▶ **PROMPT**: Exactly the lines from the one containing "Can you see the track" through the final line of the data are to be written out again, with nothing added.

** Opening RECORDED INFORMATION block **

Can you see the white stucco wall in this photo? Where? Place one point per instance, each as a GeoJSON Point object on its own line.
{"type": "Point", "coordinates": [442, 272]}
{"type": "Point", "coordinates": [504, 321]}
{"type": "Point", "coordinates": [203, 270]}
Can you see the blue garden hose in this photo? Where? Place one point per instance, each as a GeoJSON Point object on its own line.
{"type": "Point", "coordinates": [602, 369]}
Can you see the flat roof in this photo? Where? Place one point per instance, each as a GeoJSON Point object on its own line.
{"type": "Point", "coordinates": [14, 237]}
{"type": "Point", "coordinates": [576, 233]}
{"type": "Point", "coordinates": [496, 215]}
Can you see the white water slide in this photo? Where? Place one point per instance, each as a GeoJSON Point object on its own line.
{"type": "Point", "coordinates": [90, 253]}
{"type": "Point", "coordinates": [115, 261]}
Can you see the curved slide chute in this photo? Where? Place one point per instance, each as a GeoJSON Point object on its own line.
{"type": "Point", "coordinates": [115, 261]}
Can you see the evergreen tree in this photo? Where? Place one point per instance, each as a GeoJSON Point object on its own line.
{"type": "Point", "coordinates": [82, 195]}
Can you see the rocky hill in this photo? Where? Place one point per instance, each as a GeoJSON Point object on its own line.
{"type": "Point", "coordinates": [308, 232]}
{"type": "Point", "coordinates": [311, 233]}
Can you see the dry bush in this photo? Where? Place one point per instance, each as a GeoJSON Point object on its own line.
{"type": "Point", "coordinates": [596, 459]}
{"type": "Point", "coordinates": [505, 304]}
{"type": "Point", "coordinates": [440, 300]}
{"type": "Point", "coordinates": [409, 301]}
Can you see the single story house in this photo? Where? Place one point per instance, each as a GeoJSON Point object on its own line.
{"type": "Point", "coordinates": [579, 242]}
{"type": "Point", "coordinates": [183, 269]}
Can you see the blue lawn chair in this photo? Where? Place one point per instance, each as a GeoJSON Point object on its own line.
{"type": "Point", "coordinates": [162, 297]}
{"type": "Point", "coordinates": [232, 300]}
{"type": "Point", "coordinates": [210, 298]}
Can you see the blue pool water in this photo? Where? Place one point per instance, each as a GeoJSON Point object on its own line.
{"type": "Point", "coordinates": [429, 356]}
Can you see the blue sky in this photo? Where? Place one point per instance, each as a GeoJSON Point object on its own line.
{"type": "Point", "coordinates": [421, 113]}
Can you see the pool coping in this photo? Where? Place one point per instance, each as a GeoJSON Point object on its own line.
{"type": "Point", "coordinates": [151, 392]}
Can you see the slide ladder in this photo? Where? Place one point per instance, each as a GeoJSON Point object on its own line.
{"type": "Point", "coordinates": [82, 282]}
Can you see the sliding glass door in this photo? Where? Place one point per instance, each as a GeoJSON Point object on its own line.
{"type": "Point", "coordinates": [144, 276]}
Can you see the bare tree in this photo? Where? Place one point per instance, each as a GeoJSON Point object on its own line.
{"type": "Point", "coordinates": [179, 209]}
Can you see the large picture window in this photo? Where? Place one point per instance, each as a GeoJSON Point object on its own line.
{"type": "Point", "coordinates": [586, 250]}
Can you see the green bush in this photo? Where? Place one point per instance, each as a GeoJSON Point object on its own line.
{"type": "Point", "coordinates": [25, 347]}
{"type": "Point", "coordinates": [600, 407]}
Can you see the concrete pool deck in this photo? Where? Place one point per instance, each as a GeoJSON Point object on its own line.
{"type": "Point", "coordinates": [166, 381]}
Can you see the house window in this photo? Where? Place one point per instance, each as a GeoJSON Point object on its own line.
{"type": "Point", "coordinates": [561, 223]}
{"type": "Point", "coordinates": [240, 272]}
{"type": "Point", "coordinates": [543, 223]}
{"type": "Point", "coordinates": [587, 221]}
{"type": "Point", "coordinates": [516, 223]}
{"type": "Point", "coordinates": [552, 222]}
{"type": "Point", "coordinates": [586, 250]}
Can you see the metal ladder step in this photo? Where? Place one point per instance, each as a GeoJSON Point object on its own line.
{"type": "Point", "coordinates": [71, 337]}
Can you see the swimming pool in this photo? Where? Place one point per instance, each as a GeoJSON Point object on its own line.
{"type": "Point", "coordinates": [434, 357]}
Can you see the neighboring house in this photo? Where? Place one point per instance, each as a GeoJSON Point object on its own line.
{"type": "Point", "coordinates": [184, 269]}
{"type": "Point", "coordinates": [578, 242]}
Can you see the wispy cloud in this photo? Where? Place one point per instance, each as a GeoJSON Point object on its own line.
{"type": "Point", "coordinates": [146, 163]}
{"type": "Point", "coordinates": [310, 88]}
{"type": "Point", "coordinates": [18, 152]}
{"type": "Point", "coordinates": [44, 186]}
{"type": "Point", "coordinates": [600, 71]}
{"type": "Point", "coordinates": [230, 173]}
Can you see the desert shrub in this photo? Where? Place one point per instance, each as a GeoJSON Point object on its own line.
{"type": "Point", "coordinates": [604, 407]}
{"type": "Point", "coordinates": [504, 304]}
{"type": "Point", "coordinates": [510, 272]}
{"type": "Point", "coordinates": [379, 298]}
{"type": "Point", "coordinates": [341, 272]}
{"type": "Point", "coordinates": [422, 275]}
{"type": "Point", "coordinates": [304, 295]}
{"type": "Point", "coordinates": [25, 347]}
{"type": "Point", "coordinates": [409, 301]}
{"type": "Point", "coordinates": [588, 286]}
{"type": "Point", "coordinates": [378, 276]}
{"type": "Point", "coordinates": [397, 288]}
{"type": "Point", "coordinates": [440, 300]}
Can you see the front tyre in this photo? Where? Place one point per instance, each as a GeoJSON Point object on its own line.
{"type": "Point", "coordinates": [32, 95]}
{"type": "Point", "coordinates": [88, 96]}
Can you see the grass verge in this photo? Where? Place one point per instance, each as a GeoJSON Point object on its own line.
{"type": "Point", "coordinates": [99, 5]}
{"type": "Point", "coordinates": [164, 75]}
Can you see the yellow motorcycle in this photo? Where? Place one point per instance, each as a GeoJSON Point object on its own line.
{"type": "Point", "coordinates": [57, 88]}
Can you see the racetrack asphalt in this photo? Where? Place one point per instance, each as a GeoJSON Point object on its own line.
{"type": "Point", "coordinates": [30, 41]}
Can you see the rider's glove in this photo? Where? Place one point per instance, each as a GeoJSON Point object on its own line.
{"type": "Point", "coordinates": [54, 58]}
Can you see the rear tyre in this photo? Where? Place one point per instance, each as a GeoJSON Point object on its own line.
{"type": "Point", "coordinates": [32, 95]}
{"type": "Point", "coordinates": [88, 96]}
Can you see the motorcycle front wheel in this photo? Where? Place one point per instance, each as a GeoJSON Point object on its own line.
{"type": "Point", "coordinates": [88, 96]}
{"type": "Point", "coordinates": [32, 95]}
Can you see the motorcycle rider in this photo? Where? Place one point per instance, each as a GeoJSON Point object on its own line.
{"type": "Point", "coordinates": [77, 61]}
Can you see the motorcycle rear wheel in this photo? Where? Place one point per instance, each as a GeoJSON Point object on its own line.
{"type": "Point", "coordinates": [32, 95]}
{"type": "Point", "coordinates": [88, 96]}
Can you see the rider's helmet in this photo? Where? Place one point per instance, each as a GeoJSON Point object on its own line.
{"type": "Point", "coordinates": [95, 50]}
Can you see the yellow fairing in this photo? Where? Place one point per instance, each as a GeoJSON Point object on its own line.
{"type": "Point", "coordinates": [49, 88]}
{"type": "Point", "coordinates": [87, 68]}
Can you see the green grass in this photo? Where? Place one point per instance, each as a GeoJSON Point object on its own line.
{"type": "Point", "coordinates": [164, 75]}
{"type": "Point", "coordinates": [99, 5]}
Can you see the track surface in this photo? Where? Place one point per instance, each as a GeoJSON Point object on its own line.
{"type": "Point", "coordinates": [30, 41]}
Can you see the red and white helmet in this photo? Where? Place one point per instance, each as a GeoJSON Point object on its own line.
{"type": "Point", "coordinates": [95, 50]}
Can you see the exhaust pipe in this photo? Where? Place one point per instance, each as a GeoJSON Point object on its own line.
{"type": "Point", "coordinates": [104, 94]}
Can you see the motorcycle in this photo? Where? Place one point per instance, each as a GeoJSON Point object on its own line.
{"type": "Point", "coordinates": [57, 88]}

** Closing RECORDED INFORMATION block **

▶ **OUTPUT**:
Can you see the track surface in this photo? Where? Place one point per instance, each as a GeoJSON Point object on its own line.
{"type": "Point", "coordinates": [30, 41]}
Can you see the red and white helmet in this photo? Where? Place one point per instance, each as a GeoJSON Point object on its own line.
{"type": "Point", "coordinates": [95, 50]}
Can you see the exhaust pipe in this photo? Where? Place one point per instance, each as a GeoJSON Point object on its own line.
{"type": "Point", "coordinates": [104, 94]}
Can you see the motorcycle in this photo? Where? Place one point per instance, each as a GeoJSON Point object on its own line.
{"type": "Point", "coordinates": [57, 88]}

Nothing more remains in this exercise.